Direction:
Which rows below contain the string "white" with the same capitalization? Copy each of those rows in full.

Entries shown:
########################################
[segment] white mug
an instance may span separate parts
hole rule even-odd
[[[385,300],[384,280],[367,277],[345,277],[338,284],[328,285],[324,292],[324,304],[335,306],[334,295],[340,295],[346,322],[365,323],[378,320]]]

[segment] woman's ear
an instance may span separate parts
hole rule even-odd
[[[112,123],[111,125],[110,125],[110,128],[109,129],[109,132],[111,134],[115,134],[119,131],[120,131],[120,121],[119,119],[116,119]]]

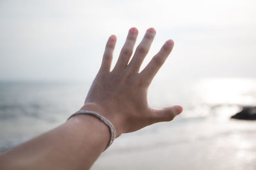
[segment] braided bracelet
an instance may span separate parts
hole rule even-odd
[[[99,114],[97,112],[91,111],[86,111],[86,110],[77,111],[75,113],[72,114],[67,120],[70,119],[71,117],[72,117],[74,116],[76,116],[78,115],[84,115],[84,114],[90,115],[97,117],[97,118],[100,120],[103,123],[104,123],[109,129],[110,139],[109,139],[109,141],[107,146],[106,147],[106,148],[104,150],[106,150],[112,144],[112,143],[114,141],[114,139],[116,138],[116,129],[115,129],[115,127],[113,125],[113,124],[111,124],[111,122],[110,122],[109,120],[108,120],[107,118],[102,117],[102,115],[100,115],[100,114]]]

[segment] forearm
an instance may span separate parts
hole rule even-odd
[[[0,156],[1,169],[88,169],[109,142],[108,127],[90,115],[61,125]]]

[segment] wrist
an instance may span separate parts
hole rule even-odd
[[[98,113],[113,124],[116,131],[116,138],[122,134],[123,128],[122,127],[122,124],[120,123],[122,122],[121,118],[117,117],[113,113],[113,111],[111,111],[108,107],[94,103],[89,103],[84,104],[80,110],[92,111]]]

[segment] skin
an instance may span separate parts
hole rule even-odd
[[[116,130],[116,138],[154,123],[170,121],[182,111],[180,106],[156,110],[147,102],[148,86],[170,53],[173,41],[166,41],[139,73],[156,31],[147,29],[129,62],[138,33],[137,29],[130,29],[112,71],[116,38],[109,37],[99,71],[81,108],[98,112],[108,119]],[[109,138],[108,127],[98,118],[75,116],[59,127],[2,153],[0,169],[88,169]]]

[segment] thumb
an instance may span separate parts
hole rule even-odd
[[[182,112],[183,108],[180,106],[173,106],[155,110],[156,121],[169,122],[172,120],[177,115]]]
########################################
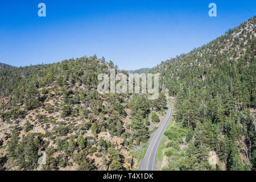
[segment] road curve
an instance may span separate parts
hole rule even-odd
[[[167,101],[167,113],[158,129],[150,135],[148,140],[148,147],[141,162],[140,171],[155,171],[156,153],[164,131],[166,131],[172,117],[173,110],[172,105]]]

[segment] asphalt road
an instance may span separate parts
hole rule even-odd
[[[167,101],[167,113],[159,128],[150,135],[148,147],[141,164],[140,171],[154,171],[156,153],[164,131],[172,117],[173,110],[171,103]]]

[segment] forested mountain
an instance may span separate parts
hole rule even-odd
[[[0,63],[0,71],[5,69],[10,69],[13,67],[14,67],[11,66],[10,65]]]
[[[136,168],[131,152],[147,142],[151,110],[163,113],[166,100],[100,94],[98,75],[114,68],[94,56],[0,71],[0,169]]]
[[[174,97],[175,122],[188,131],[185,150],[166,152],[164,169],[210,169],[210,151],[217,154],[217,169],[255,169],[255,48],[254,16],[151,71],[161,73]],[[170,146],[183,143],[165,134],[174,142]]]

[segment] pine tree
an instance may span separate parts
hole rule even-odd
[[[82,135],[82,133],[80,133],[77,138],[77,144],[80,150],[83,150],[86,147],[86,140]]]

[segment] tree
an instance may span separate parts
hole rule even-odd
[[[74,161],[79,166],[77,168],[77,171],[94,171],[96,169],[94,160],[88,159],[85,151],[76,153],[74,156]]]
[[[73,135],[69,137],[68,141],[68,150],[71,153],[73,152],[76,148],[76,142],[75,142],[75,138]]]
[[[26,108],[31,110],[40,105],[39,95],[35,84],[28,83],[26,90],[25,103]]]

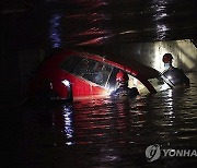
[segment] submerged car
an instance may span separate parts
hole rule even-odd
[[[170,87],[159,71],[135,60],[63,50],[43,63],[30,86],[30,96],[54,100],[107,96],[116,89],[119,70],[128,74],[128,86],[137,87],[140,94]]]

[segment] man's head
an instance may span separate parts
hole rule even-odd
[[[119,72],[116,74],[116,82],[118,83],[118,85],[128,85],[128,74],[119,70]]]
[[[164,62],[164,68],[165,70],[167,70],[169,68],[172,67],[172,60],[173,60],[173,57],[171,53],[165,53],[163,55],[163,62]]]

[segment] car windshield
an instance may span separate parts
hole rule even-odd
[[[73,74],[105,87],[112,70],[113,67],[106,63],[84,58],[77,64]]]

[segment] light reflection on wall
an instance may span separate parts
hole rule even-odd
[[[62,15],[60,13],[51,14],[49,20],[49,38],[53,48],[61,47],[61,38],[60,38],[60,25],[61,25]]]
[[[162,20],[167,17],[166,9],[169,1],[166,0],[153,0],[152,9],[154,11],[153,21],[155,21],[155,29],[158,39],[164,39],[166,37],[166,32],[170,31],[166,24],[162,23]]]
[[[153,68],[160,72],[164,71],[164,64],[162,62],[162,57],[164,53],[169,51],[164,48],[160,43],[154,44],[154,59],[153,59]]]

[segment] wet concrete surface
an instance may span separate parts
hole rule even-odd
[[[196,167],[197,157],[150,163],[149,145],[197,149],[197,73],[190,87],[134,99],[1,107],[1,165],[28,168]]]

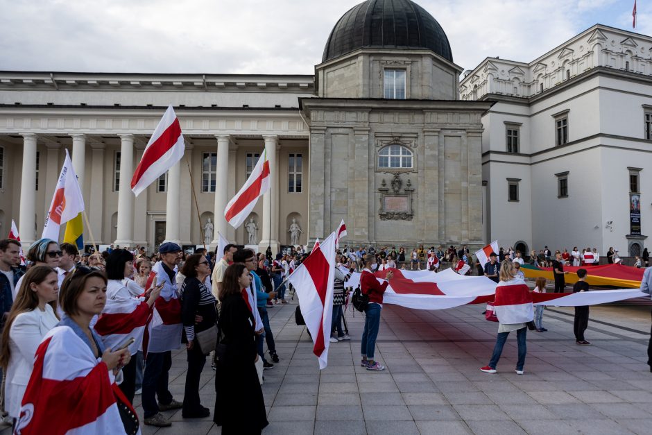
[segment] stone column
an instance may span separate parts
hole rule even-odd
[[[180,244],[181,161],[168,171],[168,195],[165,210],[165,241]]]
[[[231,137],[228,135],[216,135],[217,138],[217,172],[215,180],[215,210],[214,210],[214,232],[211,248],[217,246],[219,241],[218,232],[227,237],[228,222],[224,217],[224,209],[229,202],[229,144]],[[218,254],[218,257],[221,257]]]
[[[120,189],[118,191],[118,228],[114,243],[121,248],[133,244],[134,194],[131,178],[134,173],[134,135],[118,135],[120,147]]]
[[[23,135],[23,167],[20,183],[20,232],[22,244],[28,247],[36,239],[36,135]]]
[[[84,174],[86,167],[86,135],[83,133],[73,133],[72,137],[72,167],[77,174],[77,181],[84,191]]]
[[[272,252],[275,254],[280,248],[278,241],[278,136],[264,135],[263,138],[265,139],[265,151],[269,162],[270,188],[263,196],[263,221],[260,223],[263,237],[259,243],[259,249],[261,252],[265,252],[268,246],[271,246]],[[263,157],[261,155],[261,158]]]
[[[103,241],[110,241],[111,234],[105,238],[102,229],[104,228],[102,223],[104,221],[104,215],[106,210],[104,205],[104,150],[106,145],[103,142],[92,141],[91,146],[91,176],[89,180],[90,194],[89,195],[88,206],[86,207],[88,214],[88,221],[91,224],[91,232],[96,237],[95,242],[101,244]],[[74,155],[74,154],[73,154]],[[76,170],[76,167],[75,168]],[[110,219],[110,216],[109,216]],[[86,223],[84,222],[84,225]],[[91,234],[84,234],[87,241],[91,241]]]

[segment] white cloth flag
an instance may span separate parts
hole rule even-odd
########################################
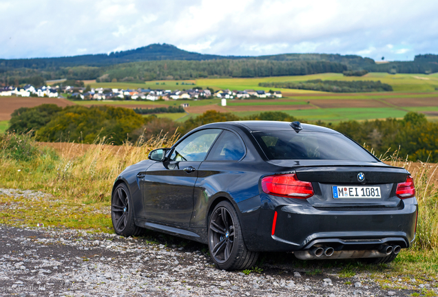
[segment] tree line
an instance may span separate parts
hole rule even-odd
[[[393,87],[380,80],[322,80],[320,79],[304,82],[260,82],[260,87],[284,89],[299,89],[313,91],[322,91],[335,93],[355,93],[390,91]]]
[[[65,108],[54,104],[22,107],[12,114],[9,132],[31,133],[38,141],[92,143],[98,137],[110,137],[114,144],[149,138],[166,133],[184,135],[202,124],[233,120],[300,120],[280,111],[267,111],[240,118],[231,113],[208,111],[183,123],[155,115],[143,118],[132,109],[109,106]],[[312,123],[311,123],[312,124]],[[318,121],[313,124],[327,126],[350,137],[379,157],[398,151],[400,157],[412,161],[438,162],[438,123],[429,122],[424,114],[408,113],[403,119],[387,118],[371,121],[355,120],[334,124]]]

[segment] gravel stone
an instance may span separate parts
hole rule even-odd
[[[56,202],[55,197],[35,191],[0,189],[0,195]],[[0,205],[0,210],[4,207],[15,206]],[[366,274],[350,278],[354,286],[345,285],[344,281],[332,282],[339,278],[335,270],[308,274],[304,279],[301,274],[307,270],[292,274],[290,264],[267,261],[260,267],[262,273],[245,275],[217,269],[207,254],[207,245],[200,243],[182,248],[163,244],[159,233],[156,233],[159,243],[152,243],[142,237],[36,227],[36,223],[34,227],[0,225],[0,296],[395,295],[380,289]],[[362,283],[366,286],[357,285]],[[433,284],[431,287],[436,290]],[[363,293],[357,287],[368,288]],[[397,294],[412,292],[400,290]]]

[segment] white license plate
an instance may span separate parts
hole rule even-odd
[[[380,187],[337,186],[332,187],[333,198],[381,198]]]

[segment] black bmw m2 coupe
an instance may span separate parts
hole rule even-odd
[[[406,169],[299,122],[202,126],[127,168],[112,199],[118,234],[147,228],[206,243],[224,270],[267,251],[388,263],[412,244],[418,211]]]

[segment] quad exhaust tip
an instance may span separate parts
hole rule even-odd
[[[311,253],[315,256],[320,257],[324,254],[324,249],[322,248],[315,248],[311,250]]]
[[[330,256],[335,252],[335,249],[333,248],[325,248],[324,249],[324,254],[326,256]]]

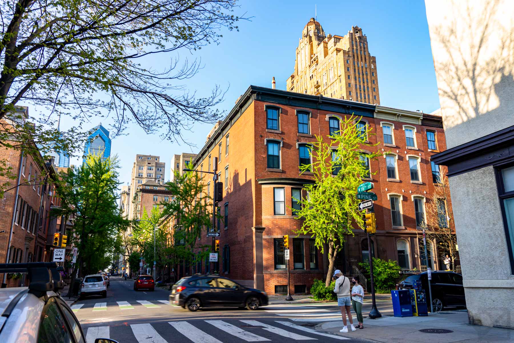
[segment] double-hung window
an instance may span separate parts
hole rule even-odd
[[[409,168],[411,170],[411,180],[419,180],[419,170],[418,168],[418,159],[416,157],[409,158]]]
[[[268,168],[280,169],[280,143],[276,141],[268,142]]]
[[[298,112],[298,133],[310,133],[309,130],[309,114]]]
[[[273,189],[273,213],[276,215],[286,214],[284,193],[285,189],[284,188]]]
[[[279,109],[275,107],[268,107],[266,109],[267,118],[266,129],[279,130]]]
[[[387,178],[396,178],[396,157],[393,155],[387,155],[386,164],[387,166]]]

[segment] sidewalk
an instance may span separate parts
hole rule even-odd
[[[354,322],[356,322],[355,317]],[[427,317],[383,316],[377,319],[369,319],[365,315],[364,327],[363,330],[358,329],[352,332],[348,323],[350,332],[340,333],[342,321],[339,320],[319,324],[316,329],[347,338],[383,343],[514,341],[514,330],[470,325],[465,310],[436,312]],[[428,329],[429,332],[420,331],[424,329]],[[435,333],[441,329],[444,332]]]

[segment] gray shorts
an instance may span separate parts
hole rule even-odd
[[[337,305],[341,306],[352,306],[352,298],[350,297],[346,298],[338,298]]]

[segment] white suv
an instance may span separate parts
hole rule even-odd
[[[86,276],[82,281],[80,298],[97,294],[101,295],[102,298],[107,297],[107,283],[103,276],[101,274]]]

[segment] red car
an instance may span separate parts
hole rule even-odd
########################################
Full answer:
[segment] white mug
[segment] white cloth flag
[segment] white license plate
[segment] white suv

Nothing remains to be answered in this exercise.